* _QUOTED PASSAGE_
>> BEGIN

OpenStack Controller maintenance API

When LCM creates the ClusterMaintenanceRequest object, the OpenStack Controller (Rockoon) ensures that all OpenStack components are in the Healthy state, which means that the pods are up and running, and the readiness probes are passing.

ClusterMaintenanceRequest object creation flow

ClusterMaintenanceRequest - create

When LCM creates the NodeMaintenanceRequest, the OpenStack Controller:

  1. Prepares components on the node for maintenance by removing nova-compute from scheduling.

  2. If the reboot of a node is possible, the instance migration workflow is triggered. The Operator can configure the instance migration flow through the Kubernetes node annotation and should define the required option before the managed cluster update. For configuration details, refer to Instance migration configuration for hosts.

    Also, since MOSK 25.1, cloud users can mark their instances for LCM to handle them individually during host maintenance operations. This allows for greater flexibility during cluster updates, especially for workloads that are sensitive to live migration. For details, refer to Configure per-instance migration mode.

  3. If the OpenStack Controller cannot migrate instances due to errors, it is suspended unless all instances are migrated manually or the openstack.lcm.mirantis.com/instance_migration_mode annotation is set to skip.

NodeMaintenanceRequest object creation flow

NodeMaintenanceRequest - create

When the node maintenance is over, LCM removes the NodeMaintenanceRequest object and the OpenStack Controller:

  • Verifies that the Kubernetes Node becomes Ready.

>> END

* _REQUIRED TASK_
Can you reproduce everything from "NodeMaintenanceRequest - create" down to "Node becomes Ready." in the maintenance API text, substituting "Confirms" for "Verifies"?

* _STORED DATA_
>> BEGIN

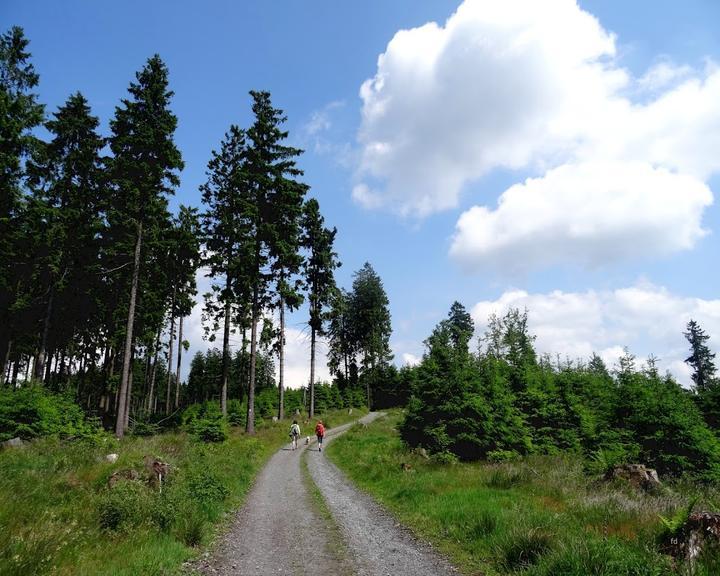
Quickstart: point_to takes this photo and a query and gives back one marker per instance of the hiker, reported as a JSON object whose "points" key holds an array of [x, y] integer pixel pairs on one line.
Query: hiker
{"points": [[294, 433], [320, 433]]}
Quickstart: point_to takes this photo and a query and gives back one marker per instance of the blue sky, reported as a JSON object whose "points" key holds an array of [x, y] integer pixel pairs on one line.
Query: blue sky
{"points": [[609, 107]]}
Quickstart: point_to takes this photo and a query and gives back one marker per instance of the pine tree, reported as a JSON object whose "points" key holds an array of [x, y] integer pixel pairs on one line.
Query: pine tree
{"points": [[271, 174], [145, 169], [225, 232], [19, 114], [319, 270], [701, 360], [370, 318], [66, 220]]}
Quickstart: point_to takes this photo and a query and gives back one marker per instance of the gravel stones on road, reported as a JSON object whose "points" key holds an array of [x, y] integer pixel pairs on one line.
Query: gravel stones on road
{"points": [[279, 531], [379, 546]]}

>> END
>> BEGIN

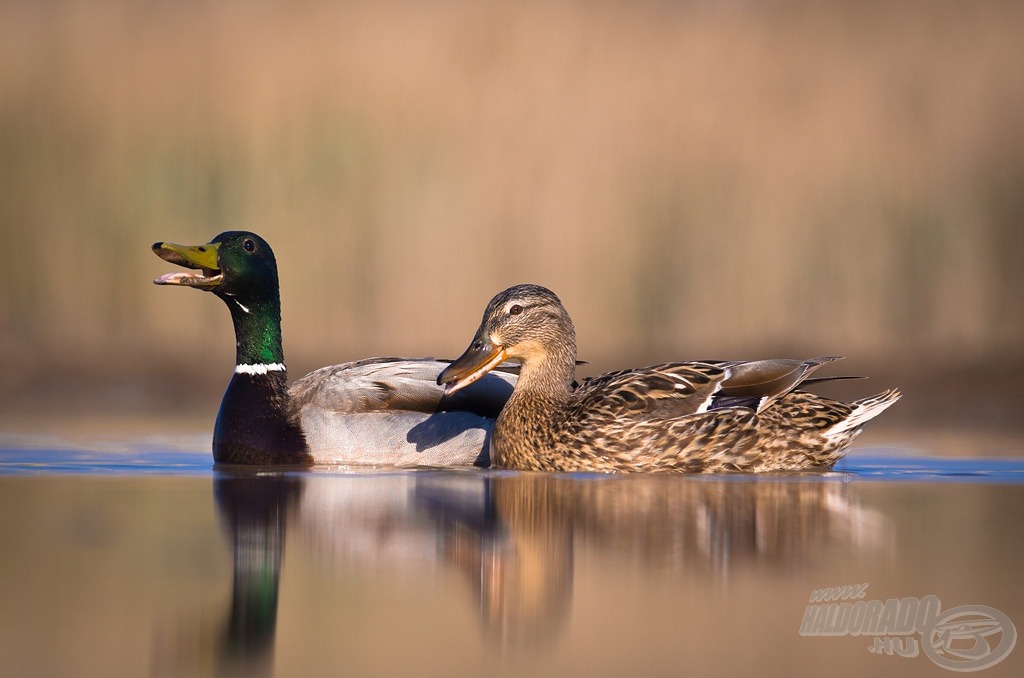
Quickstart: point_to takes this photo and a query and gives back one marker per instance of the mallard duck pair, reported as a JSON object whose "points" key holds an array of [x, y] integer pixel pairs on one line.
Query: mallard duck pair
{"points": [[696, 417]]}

>> END

* _RESPONSE TO THE EXERCISE_
NodeMaintenanceRequest - create

When the node maintenance is over, LCM removes the NodeMaintenanceRequest object and the OpenStack Controller:

  • Confirms that the Kubernetes Node becomes Ready.